**DIRECTIVE**
Please filter the material below down to the lines that contain the string "target", treating uppercase and lowercase as different.

(Location identification entries)
===============
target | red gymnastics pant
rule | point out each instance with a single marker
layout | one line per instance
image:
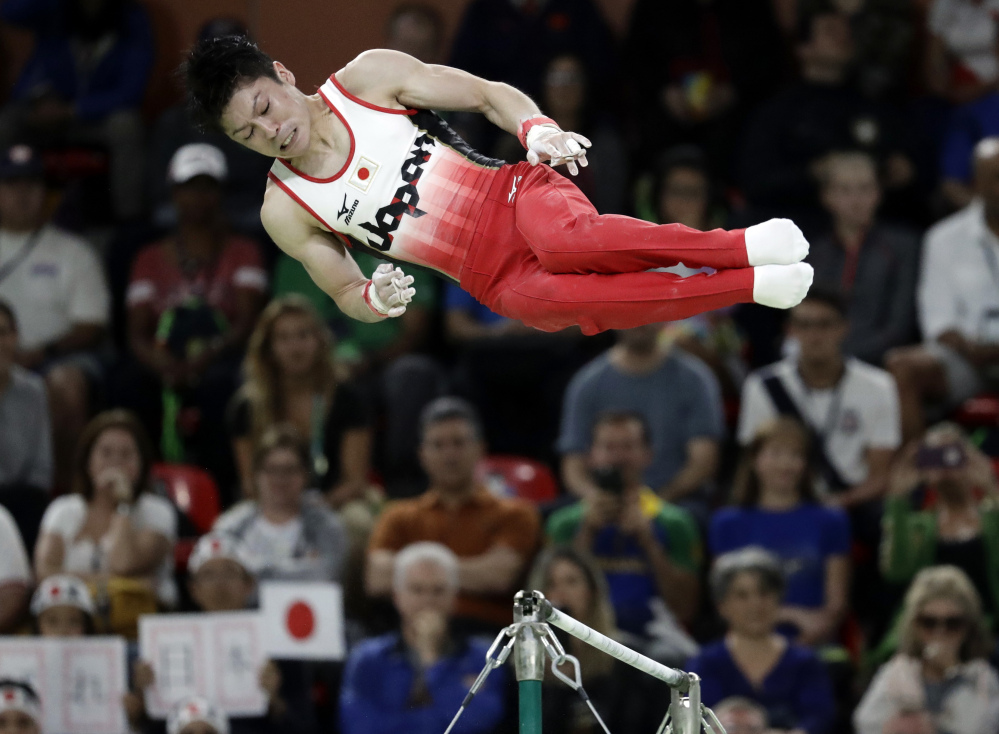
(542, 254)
===============
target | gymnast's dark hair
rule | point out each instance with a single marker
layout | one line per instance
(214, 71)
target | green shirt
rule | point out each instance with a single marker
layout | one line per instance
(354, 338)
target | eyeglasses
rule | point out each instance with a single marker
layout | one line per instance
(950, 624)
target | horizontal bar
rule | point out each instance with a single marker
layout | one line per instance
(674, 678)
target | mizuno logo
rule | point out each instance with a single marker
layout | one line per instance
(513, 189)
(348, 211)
===============
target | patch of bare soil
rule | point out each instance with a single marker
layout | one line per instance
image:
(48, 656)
===============
**FINAL RESULT**
target | red gymnastics pant
target | gymnast's dark hair
target | green shirt
target | eyeglasses
target | horizontal bar
target | mizuno logo
target | patch of bare soil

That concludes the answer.